Pull every line of the listing below word for word, omitting the pictures.
━━ MATERIAL SHOWN ━━
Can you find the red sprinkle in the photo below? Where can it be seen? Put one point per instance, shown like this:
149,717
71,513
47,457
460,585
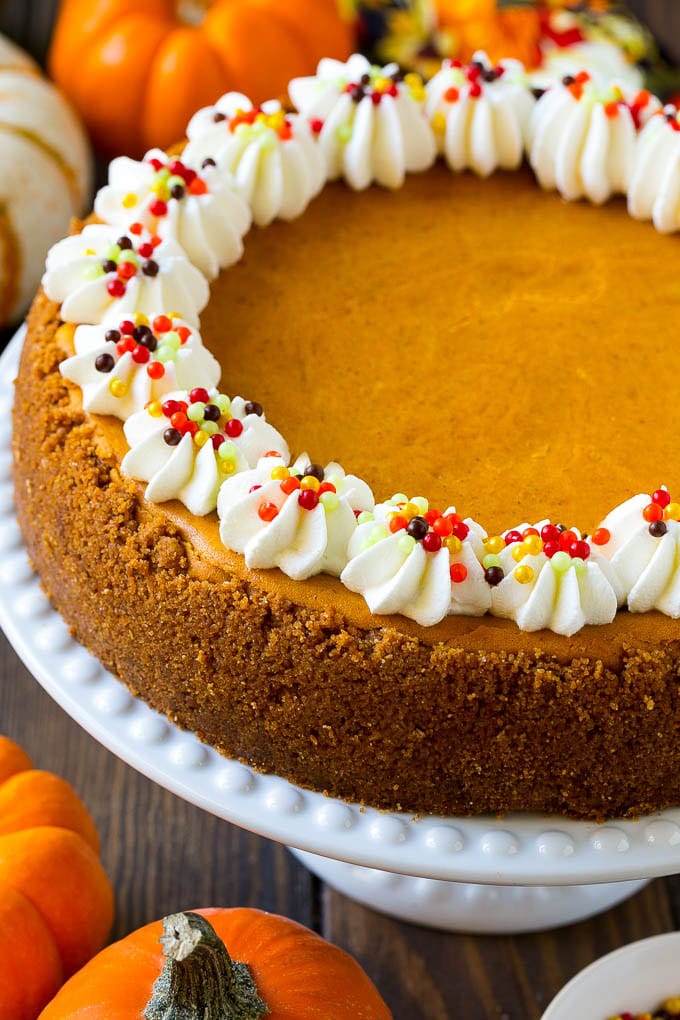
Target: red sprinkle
━━━
CORRECT OUTPUT
Can you find the red sprinkle in the photo below? Where can it be seen? Put one point per instance, shown like this:
149,717
71,513
47,457
460,585
Target: red sprinkle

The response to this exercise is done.